The exercise ::
Convert every line of the data below into a Markdown table, skipping blank lines. Use a Row column for the row number and a Line column for the line itself.

Dataset records
********************
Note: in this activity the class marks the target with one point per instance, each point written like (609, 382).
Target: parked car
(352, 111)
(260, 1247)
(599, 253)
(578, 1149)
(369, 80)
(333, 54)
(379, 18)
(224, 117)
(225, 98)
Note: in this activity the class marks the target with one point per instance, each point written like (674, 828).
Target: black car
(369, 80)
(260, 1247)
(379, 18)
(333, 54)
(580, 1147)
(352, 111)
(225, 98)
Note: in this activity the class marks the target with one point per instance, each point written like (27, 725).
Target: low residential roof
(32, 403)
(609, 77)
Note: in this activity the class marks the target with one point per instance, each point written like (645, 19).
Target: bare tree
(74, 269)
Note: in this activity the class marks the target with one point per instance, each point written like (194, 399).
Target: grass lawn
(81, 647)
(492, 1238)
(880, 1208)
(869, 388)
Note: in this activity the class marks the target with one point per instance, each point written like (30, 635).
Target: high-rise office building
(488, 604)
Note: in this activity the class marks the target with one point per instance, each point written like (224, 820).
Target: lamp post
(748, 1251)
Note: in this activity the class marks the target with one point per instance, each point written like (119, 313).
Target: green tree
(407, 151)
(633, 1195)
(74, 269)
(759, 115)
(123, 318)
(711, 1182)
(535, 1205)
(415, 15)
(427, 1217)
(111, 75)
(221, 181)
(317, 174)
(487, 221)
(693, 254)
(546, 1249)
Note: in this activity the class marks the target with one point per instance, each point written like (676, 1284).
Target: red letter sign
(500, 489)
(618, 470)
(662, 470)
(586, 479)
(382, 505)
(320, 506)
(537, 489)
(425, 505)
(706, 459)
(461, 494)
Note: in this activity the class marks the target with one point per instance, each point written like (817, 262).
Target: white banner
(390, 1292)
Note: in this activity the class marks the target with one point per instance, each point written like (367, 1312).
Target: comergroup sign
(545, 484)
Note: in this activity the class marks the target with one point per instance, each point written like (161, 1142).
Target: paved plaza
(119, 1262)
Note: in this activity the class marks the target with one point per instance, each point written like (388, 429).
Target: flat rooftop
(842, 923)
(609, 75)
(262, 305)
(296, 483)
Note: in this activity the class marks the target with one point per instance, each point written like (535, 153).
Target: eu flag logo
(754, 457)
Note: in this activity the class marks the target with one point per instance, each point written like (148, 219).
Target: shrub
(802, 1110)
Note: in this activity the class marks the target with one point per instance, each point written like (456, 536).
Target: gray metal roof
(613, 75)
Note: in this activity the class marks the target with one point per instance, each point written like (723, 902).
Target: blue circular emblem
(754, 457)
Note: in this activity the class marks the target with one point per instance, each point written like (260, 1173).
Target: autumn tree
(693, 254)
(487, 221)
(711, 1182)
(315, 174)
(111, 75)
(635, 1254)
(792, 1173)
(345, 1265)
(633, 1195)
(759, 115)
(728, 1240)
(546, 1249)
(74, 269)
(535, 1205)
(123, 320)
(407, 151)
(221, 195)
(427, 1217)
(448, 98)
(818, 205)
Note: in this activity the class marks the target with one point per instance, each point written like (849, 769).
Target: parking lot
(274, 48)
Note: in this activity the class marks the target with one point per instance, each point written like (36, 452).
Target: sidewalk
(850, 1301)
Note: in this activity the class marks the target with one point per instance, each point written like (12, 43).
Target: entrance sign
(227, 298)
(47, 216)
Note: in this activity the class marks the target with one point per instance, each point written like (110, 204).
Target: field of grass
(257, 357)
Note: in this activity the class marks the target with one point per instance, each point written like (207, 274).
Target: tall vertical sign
********************
Response to this task ::
| Row | Line |
|---|---|
| 1 | Note: in this activity the class marks the target with one point per instance, each point written like (609, 382). |
| 2 | Target: parked car |
| 3 | (352, 111) |
| 4 | (260, 1247) |
| 5 | (599, 253) |
| 6 | (578, 1149) |
| 7 | (369, 80) |
| 8 | (333, 54) |
| 9 | (379, 18) |
| 10 | (224, 117) |
| 11 | (225, 98) |
| 12 | Note: in this activity the class marks the target with one point per instance, each point written like (674, 828). |
| 13 | Target: black car |
| 14 | (369, 80) |
| 15 | (260, 1247) |
| 16 | (379, 18) |
| 17 | (333, 54) |
| 18 | (580, 1147) |
| 19 | (352, 111) |
| 20 | (225, 98) |
| 21 | Note: in this activity the class marks the target with one point per instance, each point written like (27, 725). |
| 22 | Target: low residential roof |
| 23 | (32, 403) |
| 24 | (609, 77) |
| 25 | Note: in this activity the class marks the target with one point per instance, each point written like (645, 19). |
| 26 | Target: bare tree |
| 27 | (74, 269) |
| 28 | Note: in this activity the class marks the target with one point per instance, each point written like (194, 399). |
| 29 | Target: grass lawn |
| 30 | (81, 647) |
| 31 | (492, 1238) |
| 32 | (880, 1208) |
| 33 | (869, 388) |
| 34 | Note: in this activity the class marks the target with one point per instance, each point written like (30, 635). |
| 35 | Target: high-rise office building |
| 36 | (488, 604) |
| 37 | Note: in this activity the class marks the target with one point per instance, each point written like (224, 820). |
| 38 | Target: lamp post |
| 39 | (748, 1251) |
| 40 | Note: in this activity the class marks the target with one point per instance, each point written like (119, 313). |
| 41 | Target: green tree |
| 42 | (407, 151) |
| 43 | (633, 1195) |
| 44 | (74, 269) |
| 45 | (759, 115) |
| 46 | (123, 318) |
| 47 | (711, 1182) |
| 48 | (535, 1205) |
| 49 | (415, 15) |
| 50 | (427, 1217) |
| 51 | (111, 75) |
| 52 | (221, 181) |
| 53 | (317, 174) |
| 54 | (487, 221) |
| 55 | (693, 254) |
| 56 | (546, 1249) |
| 57 | Note: in this activity the class marks the target with one point per instance, each point written like (676, 1284). |
| 58 | Target: red letter sign |
| 59 | (500, 489) |
| 60 | (618, 470) |
| 61 | (662, 470) |
| 62 | (586, 479) |
| 63 | (382, 505) |
| 64 | (320, 506) |
| 65 | (537, 489) |
| 66 | (425, 505) |
| 67 | (706, 459) |
| 68 | (461, 494) |
| 69 | Note: in this activity the class marks the target with one point per instance, each point written like (817, 262). |
| 70 | Target: white banner |
| 71 | (390, 1292) |
| 72 | Note: in this activity the class marks the target with one point per instance, each point written like (367, 1312). |
| 73 | Target: comergroup sign |
| 74 | (545, 484) |
| 75 | Note: in this activity the class marks the target with one point per instance, each point written like (161, 1142). |
| 76 | Target: paved plaza |
| 77 | (119, 1262) |
| 78 | Note: in this activity the class marks the target with one point per instance, each point written like (388, 429). |
| 79 | Target: flat rooftop |
| 80 | (842, 923) |
| 81 | (609, 75) |
| 82 | (262, 305) |
| 83 | (296, 483) |
| 84 | Note: in this activity the class marks the target with one point per instance, each point written like (535, 153). |
| 85 | Target: eu flag logo |
| 86 | (754, 457) |
| 87 | Note: in this activity the class marks the target with one point per instance, each point written like (148, 219). |
| 88 | Target: shrub |
| 89 | (802, 1110) |
| 90 | Note: in this activity the class marks the target with one point per instance, each point written like (456, 536). |
| 91 | Target: gray metal roof |
| 92 | (613, 75) |
| 93 | Note: in this activity the class marks the target with one point per instance, each point written like (723, 902). |
| 94 | Target: blue circular emblem |
| 95 | (754, 457) |
| 96 | Note: in this activity the class marks the target with one point per instance, each point written like (260, 1173). |
| 97 | Target: autumn tree |
| 98 | (693, 254) |
| 99 | (487, 221) |
| 100 | (711, 1182) |
| 101 | (315, 174) |
| 102 | (111, 75) |
| 103 | (635, 1254) |
| 104 | (792, 1173) |
| 105 | (345, 1265) |
| 106 | (633, 1195) |
| 107 | (759, 115) |
| 108 | (728, 1240) |
| 109 | (546, 1249) |
| 110 | (74, 269) |
| 111 | (535, 1205) |
| 112 | (123, 320) |
| 113 | (407, 151) |
| 114 | (221, 195) |
| 115 | (427, 1217) |
| 116 | (448, 98) |
| 117 | (818, 205) |
| 118 | Note: in this activity the class marks the target with one point per instance, each point written like (849, 769). |
| 119 | Target: parking lot |
| 120 | (274, 48) |
| 121 | Note: in this activity the class marks the target with one point per instance, each point written like (36, 452). |
| 122 | Target: sidewalk |
| 123 | (850, 1301) |
| 124 | Note: in this activity the class marks the target with one point per instance, each point written like (12, 43). |
| 125 | Target: entrance sign |
| 126 | (227, 298) |
| 127 | (47, 216) |
| 128 | Note: in this activity the class marks the target with one point per instance, each point written like (110, 204). |
| 129 | Target: field of grass |
| 130 | (257, 357) |
| 131 | Note: in this activity the class marks the target with one point per instance, each point written like (207, 274). |
| 132 | Target: tall vertical sign |